Your instructions: Write out all of the material below again, requests included, but leave out the pictures. Shift every bounding-box coordinate in the answers by -87, and keep the numbers in the format samples as they are.

Excerpts from a detection dataset
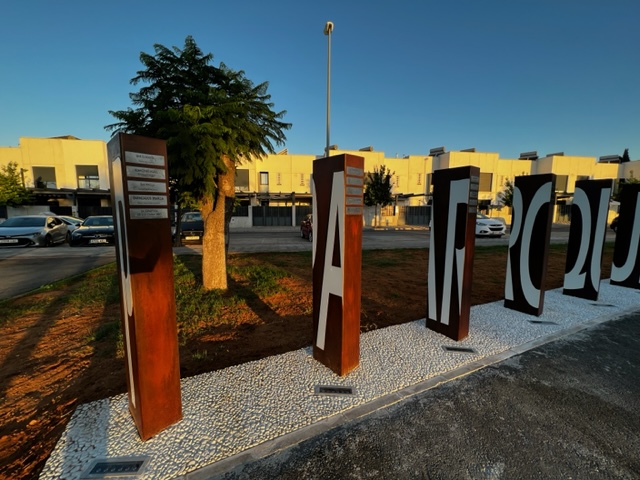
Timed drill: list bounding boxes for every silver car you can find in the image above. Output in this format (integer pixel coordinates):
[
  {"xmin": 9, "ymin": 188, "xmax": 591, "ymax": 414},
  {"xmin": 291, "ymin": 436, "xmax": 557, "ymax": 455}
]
[{"xmin": 0, "ymin": 215, "xmax": 68, "ymax": 247}]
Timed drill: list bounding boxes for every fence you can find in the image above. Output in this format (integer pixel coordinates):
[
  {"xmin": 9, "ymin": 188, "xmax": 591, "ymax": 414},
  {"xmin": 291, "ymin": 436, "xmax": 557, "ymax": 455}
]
[{"xmin": 398, "ymin": 205, "xmax": 431, "ymax": 225}]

The response:
Timed drill: list bounding boxes for every silver car you can find in the image above. Output in this format (integer pixel coordinates):
[
  {"xmin": 9, "ymin": 188, "xmax": 591, "ymax": 414},
  {"xmin": 291, "ymin": 436, "xmax": 557, "ymax": 455}
]
[{"xmin": -87, "ymin": 128, "xmax": -19, "ymax": 160}]
Timed drill: list bounding boxes for every fence you can find in the image above. Output in this format (integer pixel coordinates):
[
  {"xmin": 9, "ymin": 188, "xmax": 591, "ymax": 414},
  {"xmin": 291, "ymin": 436, "xmax": 557, "ymax": 455}
]
[{"xmin": 311, "ymin": 118, "xmax": 344, "ymax": 138}]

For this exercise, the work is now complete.